** Working data **
· · · · · · ·
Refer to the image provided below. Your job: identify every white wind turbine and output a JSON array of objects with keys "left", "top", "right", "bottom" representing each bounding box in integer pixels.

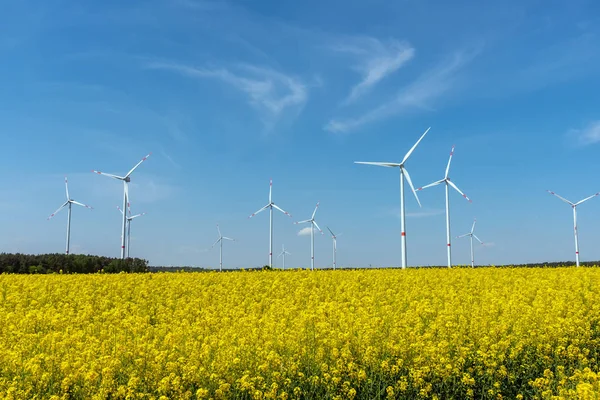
[
  {"left": 117, "top": 206, "right": 146, "bottom": 258},
  {"left": 417, "top": 146, "right": 472, "bottom": 268},
  {"left": 210, "top": 224, "right": 235, "bottom": 271},
  {"left": 48, "top": 176, "right": 93, "bottom": 254},
  {"left": 277, "top": 245, "right": 292, "bottom": 269},
  {"left": 248, "top": 179, "right": 292, "bottom": 268},
  {"left": 294, "top": 202, "right": 323, "bottom": 271},
  {"left": 355, "top": 127, "right": 431, "bottom": 269},
  {"left": 327, "top": 227, "right": 342, "bottom": 269},
  {"left": 547, "top": 190, "right": 600, "bottom": 267},
  {"left": 92, "top": 153, "right": 152, "bottom": 259},
  {"left": 456, "top": 219, "right": 483, "bottom": 268}
]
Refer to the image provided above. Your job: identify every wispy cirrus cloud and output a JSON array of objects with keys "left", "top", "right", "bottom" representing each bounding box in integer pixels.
[
  {"left": 324, "top": 52, "right": 474, "bottom": 133},
  {"left": 332, "top": 37, "right": 415, "bottom": 104},
  {"left": 567, "top": 120, "right": 600, "bottom": 146},
  {"left": 147, "top": 62, "right": 308, "bottom": 129}
]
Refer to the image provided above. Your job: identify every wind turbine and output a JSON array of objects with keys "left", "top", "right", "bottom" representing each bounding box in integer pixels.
[
  {"left": 294, "top": 202, "right": 323, "bottom": 271},
  {"left": 456, "top": 219, "right": 483, "bottom": 268},
  {"left": 417, "top": 146, "right": 472, "bottom": 268},
  {"left": 547, "top": 190, "right": 600, "bottom": 267},
  {"left": 248, "top": 179, "right": 292, "bottom": 268},
  {"left": 277, "top": 245, "right": 292, "bottom": 269},
  {"left": 354, "top": 127, "right": 431, "bottom": 269},
  {"left": 327, "top": 227, "right": 341, "bottom": 269},
  {"left": 210, "top": 224, "right": 235, "bottom": 271},
  {"left": 117, "top": 206, "right": 146, "bottom": 258},
  {"left": 48, "top": 176, "right": 93, "bottom": 254},
  {"left": 92, "top": 153, "right": 152, "bottom": 259}
]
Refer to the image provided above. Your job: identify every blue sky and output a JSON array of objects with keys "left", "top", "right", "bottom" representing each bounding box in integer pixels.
[{"left": 0, "top": 0, "right": 600, "bottom": 268}]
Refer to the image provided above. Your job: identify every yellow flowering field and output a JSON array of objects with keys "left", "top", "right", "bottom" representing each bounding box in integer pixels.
[{"left": 0, "top": 267, "right": 600, "bottom": 399}]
· · · · · · ·
** Given request **
Put the rows from the line with "identify every yellow" through the end of the rows into a two-column CSV with the columns text and answer. Use one line per row, quote each field, and turn any line breaks inside a field into spaces.

** Solved problem **
text,answer
"Refer to the image provided above. Your job: identify every yellow flowering field and output a JSON array of objects with keys ""left"", ""top"", ""right"", ""bottom"" representing each bounding box in integer pixels.","[{""left"": 0, ""top"": 267, ""right"": 600, ""bottom"": 399}]"